■ Material for the task:
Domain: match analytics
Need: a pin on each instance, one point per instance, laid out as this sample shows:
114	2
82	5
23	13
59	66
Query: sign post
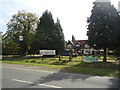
20	41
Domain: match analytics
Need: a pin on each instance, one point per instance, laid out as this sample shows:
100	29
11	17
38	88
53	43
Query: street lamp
20	41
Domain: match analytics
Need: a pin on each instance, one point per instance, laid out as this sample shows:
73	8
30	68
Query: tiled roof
81	42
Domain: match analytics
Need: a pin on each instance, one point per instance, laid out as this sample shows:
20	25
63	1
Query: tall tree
103	26
48	35
23	23
73	38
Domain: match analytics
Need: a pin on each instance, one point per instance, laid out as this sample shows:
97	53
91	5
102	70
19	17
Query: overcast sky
72	13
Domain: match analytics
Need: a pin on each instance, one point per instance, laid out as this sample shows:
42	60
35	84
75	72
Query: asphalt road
28	78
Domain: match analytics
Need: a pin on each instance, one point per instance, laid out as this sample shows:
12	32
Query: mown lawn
75	66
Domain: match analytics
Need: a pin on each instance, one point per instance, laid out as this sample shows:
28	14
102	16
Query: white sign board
47	52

■ Exercise: Every line of the material must be returned exactly; leave the images out.

■ Task answer:
Domain: match analytics
Need: a pin on each instance, one point per instance, laid out as this sample shows:
114	2
82	5
23	13
59	66
Query: sign post
20	41
Domain: match analytics
Need: a pin on each instance, one point per instance, laid out as this sample shows:
100	29
11	17
38	88
53	43
Query: street lamp
20	41
Domain: match analytics
Need: a pin on each instance, one point per instance, laid out as this sample shows:
73	8
30	68
Query: tiled roof
81	42
Domain: match analytics
Need: a pin on each instance, one point per instance, laid out as this sample shows:
20	25
63	1
Query: tall tree
103	26
48	35
23	23
73	38
Domain: match analytics
Need: a pin on each instance, one point per instance, laid out as this sample shows:
97	53
91	5
102	70
19	17
Query: overcast sky
72	13
Domain: match analytics
Need: a pin on each instance, one point per instance, laid out as this sample shows:
42	60
35	84
75	72
Query: asphalt road
28	78
Domain: match analytics
Need: a pin on each instance, one point per instance, laid out as this sample shows:
12	32
Query: mown lawn
75	66
Domain: match analytics
Need: a pin on each instance, one point per instance, laid out as this sample shows:
28	14
102	16
Query: white sign board
47	52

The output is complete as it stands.